WHAT TO DO
Reproduce only the lines that run from the line containing "the black iron" to the end of the entries below, exactly as they stand.

Stored records:
= = = = =

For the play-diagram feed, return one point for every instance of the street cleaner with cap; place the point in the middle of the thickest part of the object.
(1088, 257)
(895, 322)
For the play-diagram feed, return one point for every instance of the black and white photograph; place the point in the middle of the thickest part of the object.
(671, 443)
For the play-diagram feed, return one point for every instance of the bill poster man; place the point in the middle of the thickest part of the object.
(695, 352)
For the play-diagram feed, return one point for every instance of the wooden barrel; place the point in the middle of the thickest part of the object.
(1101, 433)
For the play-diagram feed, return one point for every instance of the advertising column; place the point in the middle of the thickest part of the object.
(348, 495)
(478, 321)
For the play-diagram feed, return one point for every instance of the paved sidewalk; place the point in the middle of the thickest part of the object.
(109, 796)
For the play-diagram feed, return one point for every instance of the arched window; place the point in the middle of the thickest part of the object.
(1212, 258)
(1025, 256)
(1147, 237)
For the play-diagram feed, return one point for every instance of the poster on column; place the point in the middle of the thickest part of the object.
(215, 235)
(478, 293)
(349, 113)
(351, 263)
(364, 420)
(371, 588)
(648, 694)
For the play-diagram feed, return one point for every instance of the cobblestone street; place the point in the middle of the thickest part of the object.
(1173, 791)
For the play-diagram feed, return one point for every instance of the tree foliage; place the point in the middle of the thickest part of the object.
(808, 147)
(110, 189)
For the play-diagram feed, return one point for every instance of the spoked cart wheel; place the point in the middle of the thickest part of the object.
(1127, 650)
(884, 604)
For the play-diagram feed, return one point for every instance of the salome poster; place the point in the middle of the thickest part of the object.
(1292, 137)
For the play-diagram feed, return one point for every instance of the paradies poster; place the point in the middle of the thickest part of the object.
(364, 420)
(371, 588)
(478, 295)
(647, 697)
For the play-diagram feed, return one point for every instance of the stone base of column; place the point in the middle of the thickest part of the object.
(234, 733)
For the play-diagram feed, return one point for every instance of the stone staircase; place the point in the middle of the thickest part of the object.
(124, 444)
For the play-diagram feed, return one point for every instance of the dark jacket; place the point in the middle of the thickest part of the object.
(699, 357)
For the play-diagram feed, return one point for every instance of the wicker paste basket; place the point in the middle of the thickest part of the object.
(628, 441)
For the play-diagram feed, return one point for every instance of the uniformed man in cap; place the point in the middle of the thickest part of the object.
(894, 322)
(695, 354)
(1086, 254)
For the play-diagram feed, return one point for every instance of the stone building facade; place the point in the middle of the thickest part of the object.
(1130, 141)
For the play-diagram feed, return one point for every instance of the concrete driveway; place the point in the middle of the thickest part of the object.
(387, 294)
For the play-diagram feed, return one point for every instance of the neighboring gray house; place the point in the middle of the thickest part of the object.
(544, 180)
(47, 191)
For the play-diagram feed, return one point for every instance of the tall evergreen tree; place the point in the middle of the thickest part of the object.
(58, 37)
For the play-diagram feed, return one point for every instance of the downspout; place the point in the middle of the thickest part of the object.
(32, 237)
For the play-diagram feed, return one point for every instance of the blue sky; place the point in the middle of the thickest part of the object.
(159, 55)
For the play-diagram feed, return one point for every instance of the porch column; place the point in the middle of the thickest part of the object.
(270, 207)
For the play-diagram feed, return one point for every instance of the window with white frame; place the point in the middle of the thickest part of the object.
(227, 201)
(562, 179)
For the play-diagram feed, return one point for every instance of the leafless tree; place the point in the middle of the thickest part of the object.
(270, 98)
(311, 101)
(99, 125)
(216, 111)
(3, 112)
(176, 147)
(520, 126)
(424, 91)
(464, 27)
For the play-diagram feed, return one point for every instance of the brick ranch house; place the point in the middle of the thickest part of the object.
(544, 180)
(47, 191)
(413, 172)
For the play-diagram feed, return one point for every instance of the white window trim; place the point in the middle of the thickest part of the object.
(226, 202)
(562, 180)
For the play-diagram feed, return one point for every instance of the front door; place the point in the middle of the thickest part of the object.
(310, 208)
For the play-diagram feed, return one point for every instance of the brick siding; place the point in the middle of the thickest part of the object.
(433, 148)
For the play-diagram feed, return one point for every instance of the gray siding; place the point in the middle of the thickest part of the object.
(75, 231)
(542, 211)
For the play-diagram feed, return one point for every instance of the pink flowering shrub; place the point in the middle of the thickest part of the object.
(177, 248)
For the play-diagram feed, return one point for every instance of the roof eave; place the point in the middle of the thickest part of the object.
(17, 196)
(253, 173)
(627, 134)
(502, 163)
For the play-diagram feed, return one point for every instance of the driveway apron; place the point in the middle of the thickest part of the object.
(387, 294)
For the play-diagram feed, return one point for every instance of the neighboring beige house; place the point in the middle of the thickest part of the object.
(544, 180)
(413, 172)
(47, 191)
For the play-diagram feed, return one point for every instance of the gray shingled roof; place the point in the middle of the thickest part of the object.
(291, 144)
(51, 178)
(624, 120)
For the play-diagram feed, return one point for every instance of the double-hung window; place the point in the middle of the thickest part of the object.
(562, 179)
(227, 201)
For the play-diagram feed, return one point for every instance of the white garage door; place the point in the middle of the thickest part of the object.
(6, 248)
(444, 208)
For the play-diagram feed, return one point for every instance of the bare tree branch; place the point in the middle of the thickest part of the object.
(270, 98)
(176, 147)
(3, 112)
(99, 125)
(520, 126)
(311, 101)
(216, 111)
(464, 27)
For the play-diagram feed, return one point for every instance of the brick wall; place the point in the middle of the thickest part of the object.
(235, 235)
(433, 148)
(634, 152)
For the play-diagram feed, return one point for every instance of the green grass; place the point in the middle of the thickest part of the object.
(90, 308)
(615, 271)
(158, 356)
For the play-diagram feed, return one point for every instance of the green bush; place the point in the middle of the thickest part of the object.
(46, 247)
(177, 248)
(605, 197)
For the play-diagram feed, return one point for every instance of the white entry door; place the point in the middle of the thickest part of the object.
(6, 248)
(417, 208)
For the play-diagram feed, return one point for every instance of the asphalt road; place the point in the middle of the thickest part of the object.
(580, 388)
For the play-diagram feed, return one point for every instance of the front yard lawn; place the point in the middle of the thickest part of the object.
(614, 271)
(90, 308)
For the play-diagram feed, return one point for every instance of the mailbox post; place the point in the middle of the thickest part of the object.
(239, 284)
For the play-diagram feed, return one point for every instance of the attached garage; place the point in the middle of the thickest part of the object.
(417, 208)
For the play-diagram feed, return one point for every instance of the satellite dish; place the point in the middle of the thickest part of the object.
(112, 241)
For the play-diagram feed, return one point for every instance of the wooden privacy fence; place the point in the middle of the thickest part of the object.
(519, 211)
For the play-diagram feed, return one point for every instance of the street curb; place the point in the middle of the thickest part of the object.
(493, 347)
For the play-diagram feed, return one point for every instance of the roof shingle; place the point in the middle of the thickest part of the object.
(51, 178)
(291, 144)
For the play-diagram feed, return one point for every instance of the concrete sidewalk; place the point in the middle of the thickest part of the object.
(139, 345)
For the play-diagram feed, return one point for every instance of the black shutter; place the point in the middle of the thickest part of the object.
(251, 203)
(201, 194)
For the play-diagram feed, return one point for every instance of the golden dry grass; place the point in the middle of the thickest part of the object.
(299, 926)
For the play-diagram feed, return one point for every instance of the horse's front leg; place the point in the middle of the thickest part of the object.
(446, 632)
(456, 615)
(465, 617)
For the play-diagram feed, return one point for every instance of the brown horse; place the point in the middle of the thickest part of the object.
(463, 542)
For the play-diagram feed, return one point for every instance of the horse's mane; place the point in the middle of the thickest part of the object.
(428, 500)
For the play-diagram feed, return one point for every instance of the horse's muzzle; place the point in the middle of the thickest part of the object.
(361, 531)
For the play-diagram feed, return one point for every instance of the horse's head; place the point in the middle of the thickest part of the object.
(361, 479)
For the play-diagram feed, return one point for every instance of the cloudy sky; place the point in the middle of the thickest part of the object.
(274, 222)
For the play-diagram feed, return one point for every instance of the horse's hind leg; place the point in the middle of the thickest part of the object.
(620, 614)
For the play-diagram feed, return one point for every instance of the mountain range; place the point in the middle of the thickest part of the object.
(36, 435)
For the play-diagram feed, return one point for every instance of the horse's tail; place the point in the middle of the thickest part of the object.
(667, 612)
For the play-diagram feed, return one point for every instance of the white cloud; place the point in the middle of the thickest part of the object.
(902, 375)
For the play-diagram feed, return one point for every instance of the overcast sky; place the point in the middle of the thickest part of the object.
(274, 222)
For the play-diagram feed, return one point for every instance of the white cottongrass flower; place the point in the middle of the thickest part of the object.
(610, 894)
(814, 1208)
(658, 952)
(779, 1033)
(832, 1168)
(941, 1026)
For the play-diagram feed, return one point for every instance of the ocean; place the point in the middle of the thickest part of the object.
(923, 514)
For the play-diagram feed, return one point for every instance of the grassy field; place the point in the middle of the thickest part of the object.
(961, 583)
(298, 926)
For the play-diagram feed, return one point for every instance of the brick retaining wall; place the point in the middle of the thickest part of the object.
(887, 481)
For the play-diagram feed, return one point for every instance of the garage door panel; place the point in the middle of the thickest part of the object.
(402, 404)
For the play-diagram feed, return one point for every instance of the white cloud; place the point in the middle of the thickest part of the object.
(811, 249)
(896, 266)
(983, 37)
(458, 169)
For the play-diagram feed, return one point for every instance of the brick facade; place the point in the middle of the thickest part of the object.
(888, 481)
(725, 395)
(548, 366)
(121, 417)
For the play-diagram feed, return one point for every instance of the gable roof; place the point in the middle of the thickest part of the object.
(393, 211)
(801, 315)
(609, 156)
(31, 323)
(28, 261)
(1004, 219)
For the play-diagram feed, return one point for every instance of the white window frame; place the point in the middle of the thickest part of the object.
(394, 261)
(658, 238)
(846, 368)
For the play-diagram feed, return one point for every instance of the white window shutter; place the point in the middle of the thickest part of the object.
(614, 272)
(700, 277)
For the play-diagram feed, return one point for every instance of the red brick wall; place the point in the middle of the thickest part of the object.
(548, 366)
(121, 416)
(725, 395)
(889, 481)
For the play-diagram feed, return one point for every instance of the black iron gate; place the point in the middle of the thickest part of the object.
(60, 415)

= = = = =

ANSWER TO THIS TASK
For the play-diagram feed, return one point for every instance of the black iron gate; place the point in the middle of the thickest part of the object.
(60, 415)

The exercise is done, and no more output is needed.